**Extrait du texte**
Comme toute comédie romantique versée dans les clichés, on nous flanque un triangle amoureux. Koichi, collègue de Kairi sympa et prévenant, tombe amoureux de Nanase. Mais rien à faire, c’est son tortionnaire qu’elle préfère. Heureusement, Koichi reste digne et lâche vite l’affaire. Dès lors, il ne sert à pas grand-chose. Une autre infirmière de l’hôpital l’aime, mais leur relation passe à la trappe. C’est le grand problème de ce type de comédies romantiques. Les personnages secondaires n’existent que dans leur relation avec les héros. C’est encore plus vrai avec l’intervention d’une sœur, parfait sosie de sa défunte sœur, qui vient perturber le couple Nanase/Kairi. Dès que ça fait « flop », la fille ne sert plus à rien.
Les hommes surcotés
On retrouve ce point très inquiétant : les hommes sont survalorisés. Ici, ils sont presque tous chefs. Kairi et Koichi sont de brillants chirurgiens. Au-dessus d’eux, c’est encore un homme. On trouve une cheffe en pédiatrie, mais on ne la voit jamais pratiquer, contrairement aux hommes. Les autres femmes sont infirmières. Deux hommes sont infirmiers, mais ils n’occupent pas les premiers rôles. Le message de la série est clair : les blouses blanches, c’est pour les hommes. D’un côté, le métier d’infirmier est mal mis en valeur ; de l’autre, les femmes ne sont pas non plus mises en valeur.
Comportement problématique
Le comportement de Nanase, à la limite de l’idolâtrie envers son médecin bourreau, est particulièrement problématique. Beaucoup n’y verront que du second degré, mais c’est justement ce genre de raisonnement qui conduit au succès intolérable de ces séries où des héroïnes présentées comme niaises, mais pleines de vie, ramènent la joie dans le quotidien de leur bourreau dictateur aimant.
Qui, dans la vraie vie, accepterait de se laisser marcher sur les pieds et de se faire traiter d’imbécile ? Dans les fictions, le héros bourreau s’en sort toujours par un côté protecteur : il est ignoble, mais dans de rares élans humains, il s’inquiète pour l’héroïne. Il s’illustre dans des scènes où il la sauve. Là encore, Un cas d’amour incurable n’échappe pas aux clichés. Kairi sauve Nanase des mains d’un stalker, la tire vers lui alors qu’un motard roule un peu vite… De son côté, Nanase trébuche tous les deux mètres. Ce n’est pas mignon. C’est affligeant.

**Informations fournies**
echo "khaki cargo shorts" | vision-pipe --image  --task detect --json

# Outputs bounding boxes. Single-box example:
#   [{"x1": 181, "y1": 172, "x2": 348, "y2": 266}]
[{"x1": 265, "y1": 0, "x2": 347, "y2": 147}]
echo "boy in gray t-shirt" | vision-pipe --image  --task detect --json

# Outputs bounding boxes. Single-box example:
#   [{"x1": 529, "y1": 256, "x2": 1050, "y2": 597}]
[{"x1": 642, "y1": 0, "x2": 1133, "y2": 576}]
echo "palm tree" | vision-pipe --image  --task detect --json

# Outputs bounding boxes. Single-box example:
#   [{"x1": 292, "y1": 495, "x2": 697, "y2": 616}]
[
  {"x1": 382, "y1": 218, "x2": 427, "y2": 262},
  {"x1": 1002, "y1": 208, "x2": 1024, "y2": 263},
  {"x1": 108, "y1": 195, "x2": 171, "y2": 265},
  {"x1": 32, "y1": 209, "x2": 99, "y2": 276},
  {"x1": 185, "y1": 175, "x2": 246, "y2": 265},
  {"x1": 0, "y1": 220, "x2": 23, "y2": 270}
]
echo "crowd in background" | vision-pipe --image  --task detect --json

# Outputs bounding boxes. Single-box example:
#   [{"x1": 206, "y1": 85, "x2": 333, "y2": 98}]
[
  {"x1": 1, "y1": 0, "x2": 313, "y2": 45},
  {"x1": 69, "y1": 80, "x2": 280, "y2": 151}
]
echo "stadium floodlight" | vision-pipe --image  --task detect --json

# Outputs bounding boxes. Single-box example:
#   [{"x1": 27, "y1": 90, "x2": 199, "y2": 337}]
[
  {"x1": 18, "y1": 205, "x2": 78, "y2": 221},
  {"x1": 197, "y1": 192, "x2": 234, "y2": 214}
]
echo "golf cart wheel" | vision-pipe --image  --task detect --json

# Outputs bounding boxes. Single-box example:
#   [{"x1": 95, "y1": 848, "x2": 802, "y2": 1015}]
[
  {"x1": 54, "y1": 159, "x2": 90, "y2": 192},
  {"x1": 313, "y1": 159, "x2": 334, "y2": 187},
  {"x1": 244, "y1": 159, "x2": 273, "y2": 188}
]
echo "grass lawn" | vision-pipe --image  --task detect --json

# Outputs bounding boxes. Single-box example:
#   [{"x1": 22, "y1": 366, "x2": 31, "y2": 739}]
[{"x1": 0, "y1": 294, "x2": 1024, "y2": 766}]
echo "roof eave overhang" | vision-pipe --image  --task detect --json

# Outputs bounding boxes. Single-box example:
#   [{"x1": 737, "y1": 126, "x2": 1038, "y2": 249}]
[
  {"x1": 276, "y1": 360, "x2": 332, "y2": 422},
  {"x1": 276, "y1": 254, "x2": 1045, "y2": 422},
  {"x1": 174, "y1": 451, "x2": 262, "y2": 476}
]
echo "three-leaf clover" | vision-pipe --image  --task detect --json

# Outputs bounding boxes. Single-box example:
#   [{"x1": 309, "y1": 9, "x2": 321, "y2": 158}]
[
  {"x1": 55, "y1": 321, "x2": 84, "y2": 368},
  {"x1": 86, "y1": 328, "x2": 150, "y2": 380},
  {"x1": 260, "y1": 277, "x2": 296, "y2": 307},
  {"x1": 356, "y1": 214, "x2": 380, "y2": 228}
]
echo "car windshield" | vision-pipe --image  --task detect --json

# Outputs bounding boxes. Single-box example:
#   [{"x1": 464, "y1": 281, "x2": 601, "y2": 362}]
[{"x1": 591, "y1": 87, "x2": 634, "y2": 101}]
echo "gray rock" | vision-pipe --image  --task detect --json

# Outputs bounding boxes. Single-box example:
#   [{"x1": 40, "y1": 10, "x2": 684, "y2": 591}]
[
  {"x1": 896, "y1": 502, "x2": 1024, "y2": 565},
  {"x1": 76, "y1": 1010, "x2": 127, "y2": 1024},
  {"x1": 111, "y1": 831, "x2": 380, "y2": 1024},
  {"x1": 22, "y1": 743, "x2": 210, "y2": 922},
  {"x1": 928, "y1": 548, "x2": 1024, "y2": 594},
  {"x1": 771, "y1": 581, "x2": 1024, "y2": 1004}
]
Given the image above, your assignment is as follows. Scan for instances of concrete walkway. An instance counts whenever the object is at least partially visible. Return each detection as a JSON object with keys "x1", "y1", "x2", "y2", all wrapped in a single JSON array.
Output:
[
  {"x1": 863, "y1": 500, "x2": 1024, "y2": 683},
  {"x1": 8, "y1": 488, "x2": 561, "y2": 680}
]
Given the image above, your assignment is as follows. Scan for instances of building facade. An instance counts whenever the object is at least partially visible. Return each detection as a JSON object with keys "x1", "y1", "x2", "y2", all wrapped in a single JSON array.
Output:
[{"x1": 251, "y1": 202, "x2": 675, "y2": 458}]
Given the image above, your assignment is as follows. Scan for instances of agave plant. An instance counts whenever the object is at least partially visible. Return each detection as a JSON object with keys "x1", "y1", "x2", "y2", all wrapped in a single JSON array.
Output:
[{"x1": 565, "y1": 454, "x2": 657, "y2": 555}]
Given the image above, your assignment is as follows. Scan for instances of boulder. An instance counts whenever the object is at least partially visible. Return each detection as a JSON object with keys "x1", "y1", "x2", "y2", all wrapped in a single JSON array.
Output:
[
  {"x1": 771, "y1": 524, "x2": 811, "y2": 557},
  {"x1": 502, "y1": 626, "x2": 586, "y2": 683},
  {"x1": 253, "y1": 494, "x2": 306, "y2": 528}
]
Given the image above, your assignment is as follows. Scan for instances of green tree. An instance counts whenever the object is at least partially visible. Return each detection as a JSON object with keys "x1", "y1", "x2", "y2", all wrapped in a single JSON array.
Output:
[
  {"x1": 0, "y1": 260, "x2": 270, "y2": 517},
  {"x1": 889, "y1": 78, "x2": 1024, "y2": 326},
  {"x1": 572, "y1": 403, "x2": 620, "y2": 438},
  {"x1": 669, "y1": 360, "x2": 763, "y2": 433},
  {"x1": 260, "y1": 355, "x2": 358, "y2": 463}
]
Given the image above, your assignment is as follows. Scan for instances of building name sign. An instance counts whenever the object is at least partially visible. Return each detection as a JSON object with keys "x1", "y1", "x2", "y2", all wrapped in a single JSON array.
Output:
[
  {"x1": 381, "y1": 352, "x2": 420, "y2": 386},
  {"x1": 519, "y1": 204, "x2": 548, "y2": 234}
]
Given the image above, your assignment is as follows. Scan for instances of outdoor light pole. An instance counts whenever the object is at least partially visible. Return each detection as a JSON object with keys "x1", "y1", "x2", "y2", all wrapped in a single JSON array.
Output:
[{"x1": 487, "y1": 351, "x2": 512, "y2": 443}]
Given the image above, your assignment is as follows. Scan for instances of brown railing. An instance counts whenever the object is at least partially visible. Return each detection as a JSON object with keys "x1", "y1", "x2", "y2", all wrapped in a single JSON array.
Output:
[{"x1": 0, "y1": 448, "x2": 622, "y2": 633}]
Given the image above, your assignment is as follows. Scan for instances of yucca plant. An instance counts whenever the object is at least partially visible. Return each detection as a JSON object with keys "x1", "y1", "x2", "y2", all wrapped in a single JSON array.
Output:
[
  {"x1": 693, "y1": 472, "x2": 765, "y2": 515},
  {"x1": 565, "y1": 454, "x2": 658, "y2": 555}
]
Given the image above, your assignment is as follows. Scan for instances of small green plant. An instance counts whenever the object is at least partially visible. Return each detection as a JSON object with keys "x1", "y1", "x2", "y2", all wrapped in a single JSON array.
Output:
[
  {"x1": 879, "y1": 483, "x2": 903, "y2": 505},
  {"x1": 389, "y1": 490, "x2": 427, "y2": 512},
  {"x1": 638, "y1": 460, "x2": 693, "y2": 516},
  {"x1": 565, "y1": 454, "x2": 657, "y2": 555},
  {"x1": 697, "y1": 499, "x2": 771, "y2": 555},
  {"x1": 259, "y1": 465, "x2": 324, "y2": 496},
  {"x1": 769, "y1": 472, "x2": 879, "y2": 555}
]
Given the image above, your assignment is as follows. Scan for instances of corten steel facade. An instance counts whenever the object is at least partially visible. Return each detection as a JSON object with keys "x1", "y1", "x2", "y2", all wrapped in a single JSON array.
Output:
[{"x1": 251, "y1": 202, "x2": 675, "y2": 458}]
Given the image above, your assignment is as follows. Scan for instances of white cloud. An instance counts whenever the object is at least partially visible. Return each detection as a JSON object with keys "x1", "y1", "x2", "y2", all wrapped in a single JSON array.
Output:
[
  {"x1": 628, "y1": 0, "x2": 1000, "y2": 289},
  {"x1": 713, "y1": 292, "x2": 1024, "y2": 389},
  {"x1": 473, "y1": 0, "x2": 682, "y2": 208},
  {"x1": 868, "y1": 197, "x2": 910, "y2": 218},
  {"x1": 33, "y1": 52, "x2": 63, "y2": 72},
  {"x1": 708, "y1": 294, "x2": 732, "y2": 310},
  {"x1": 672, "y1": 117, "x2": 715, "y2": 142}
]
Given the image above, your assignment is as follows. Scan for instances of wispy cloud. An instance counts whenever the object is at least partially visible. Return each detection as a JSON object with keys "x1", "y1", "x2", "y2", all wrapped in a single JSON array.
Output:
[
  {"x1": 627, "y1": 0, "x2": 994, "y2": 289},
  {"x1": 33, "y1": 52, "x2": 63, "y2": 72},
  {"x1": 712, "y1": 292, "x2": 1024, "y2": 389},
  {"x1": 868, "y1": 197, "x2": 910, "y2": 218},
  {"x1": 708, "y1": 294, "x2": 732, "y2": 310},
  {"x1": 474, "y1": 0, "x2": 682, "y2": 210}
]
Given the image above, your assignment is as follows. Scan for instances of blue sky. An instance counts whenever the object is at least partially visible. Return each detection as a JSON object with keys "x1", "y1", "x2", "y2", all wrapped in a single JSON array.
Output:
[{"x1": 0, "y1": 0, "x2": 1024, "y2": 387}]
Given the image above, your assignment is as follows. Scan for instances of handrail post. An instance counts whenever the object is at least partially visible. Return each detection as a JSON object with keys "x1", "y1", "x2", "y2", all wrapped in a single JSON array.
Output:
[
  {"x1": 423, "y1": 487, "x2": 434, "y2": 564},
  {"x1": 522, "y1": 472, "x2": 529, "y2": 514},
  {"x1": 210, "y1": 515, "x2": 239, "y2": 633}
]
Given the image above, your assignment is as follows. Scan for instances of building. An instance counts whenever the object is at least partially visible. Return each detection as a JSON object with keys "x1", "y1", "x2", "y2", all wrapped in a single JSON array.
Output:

**But de l'exercice**
Renvoyez sans aucune modification le passage de la critique de la série allant de « Comportement problématique » à « bourreau dictateur aimant. ». Les enregistrements ci-dessus ne sont pas nécessaires.

**Réponse**
Comportement problématique
Le comportement de Nanase, à la limite de l’idolâtrie envers son médecin bourreau, est particulièrement problématique. Beaucoup n’y verront que du second degré, mais c’est justement ce genre de raisonnement qui conduit au succès intolérable de ces séries où des héroïnes présentées comme niaises, mais pleines de vie, ramènent la joie dans le quotidien de leur bourreau dictateur aimant.